> _What you will do_
1 > Answer these questions from the Nissan Leaf review.
(a) In what year did the LEAF reach the market?
(b) What does the name LEAF stand for?
(c) What is the LEAF's starting price?
2 > According to the Nissan Leaf review, which cars already made up the sub-$100k EV club that the new Leaf joined? List them all.
3 > Reproduce the Nissan Leaf review word for word, from "2020 Nissan Leaf" to "finding homes here.".

> _Given text_
===============

2020 Nissan Leaf EV Review

The automotive landscape is indeed changing fast. It wasn’t that long ago that reviewing an electric car was a rarity but in the last few years, we have reviewed a series of Hyundai Ioniq’s (hybrid, PHEV and Electric), the Jaguar’s i-Pace and of course, Tesla’s Model S, X and 3. And now, it’s the Nissan Leaf’s LEAF’s turn.

In fact, the LEAF beat all of the above to the market in 2010 and has since sold 420,000 of them around the world but Australia has been late in the adoption of electric cars, with just over 600 finding homes here.

Now in its second-generation, the new Leaf has joined a the sub-$100k EV club made up of the Hyundai Ioniq Electric, Kona Electric, BMW i3 and the Tesla Model 3.

With consumers more opened to the new technology, supported by a vastly improved charging infrastructure, Nissan Australia hope we’ll see more of its LEAFs on our streets.

If you are curious as to why I’ve crossed out the Leaf above and replaced it with block letters, that’s because the world’s best-selling EV is actually an acronym.

Turns out Nissan’s first mass-market EV weren’t named after the oldest tree in the rain forest but stands for ‘Leading Environmentally friendly Affordable Family vehicle’! Who knew!

With a head start of nearly a decade over some of its rivals, the LEAF can indeed lay claim to leading but with the competition fast catching up, can the LEAF retain its spot? Let’s find out.

Priced from $49,990 plus on-road costs, the LEAF is certainly one of the more affordable EVs on sale today, undercut only by the Hyundai Ioniq Electric’s $48,970’s price tag, although that’s the Elite variant which misses out on a few bells and whistles of the Premium model at $53,010.

===============

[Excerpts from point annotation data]
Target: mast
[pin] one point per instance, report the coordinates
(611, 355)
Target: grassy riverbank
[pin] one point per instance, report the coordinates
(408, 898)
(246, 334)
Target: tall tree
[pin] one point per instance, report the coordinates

===============

> _Results for the exercise_
1 >
(a) 2010
(b) Leading Environmentally friendly Affordable Family vehicle
(c) $49,990 plus on-road costs

2 >
Hyundai Ioniq Electric
Kona Electric
BMW i3
Tesla Model 3

3 >
2020 Nissan Leaf EV Review

The automotive landscape is indeed changing fast. It wasn’t that long ago that reviewing an electric car was a rarity but in the last few years, we have reviewed a series of Hyundai Ioniq’s (hybrid, PHEV and Electric), the Jaguar’s i-Pace and of course, Tesla’s Model S, X and 3. And now, it’s the Nissan Leaf’s LEAF’s turn.

In fact, the LEAF beat all of the above to the market in 2010 and has since sold 420,000 of them around the world but Australia has been late in the adoption of electric cars, with just over 600 finding homes here.